EXERCISE AIM:
Nothing in the entries may change when they are transcribed.

MATERIAL PROVIDED:
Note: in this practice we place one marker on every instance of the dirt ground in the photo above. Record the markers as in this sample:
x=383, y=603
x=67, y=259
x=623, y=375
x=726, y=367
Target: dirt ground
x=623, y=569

SOLUTION:
Note: in this practice we place one marker on every instance of the dirt ground in the photo above. Record the markers as in this sample:
x=383, y=603
x=67, y=259
x=623, y=375
x=726, y=367
Target: dirt ground
x=623, y=569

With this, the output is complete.